------ RECORDS TO PROCESS ------
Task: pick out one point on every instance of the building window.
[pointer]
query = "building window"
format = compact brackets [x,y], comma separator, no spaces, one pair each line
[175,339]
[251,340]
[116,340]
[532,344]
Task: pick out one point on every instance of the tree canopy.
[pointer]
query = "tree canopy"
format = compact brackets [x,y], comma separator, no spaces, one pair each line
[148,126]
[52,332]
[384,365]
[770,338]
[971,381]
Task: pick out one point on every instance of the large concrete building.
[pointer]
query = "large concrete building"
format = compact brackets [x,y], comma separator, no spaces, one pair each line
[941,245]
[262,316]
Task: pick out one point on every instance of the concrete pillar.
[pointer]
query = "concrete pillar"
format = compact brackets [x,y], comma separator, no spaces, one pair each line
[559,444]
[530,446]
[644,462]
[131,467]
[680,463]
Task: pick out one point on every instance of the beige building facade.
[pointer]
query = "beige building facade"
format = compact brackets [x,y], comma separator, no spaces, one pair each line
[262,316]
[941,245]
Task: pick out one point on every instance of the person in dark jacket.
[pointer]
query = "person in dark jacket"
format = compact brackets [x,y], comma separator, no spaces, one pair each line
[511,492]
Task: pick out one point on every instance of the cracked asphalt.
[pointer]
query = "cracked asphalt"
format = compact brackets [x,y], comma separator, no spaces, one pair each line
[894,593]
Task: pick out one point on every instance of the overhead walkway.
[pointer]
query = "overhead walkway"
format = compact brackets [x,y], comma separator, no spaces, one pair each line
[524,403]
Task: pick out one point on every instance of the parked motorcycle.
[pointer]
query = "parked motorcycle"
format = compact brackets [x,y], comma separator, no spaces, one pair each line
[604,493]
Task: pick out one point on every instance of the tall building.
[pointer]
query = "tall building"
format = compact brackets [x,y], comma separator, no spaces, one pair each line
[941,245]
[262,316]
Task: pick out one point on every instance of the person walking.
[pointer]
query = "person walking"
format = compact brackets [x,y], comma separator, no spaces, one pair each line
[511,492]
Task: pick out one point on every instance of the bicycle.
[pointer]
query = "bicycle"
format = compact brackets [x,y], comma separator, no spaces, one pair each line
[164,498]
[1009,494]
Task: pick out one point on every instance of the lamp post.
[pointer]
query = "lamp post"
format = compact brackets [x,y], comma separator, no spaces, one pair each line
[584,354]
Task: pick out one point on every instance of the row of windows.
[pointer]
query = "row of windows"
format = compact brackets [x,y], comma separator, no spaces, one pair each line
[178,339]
------
WHAT TO WORK ON:
Recast all of the items above as a two-column CSV with the header item_text,answer and one row for each item. Put each item's text and its answer in a single quoted field apiece, with every line break replaced by a space.

ANSWER FOR THIS EXERCISE:
item_text,answer
"Task: pick out one point on every instance of the building window. [pointer] query = ""building window"" format = compact brackets [x,y], comma separator, no spaces, one pair each line","[175,339] [251,340] [116,340] [532,344]"
"Task: pick out one point on every instance of the tree canopy. [pointer] query = ""tree canopy"" format = compact brackets [x,y], comma separator, no spaces, one pair each line","[148,126] [52,332] [384,365] [770,338] [971,381]"
"Task: pick out one point on every instance of the large concrete building. [pointer] query = ""large concrete building"" format = compact brackets [x,y], comma separator, no spaces, one pair each line","[941,245] [262,316]"
"Task: pick out one point on every instance of the concrete pillar. [pointer] query = ""concrete pillar"" format = compact brackets [x,y], comma separator, no spaces, one pair each line","[559,444] [530,446] [644,462] [131,467] [680,463]"
"Task: pick out one point on every instance of the beige building facade. [pointer] query = ""beige building facade"" format = compact brackets [x,y], comma separator, no spaces, one pair each line","[262,316] [941,245]"
"Task: pick out one point on every instance of the person in dark jacket. [pointer] query = ""person in dark jacket"" format = compact brackets [x,y], comma separator, no spaces, one pair each line","[511,492]"
"Task: pick out one point on every instance of the cracked asphalt. [pointer] query = ""cracked asphalt"" format = compact brackets [x,y], comma separator, no spaces, one pair each line","[894,593]"
"Task: pick out one point on every instance of the overhead walkway. [pointer] query = ""overhead walkway"" format = compact brackets [x,y], comma separator, no spaces, one pair each line","[524,403]"
"Task: pick out one point on every instance of the parked motorcycle. [pointer] query = ""parked motorcycle"" format = compact brackets [x,y], comma separator, no spaces, one pair each line","[604,493]"
"Task: pick out one point on every instance of the tall building. [pointer] query = ""tall building"" format = compact brackets [x,y], comma separator, no spaces, one pair each line","[941,245] [262,316]"
"Task: pick out one point on every instance of the person walking. [pointer] query = ""person walking"" format = compact brackets [x,y], comma separator, no spaces, one pair each line","[511,492]"
"Task: pick out one point on every instance of the bicycle. [pointer] query = ""bicycle"" format = compact brackets [x,y], comma separator, no spaces, one pair each line","[164,498] [1009,494]"
"Task: pick out one point on every instance of the lamp post. [pointer] query = ""lamp post"" format = compact brackets [x,y], comma separator, no spaces, one pair each line","[584,354]"
"Task: pick out one point on every instance of the row of windows. [pointer] query = ""row of windows"" format = compact brackets [x,y], comma separator, no spaces, one pair each line","[178,339]"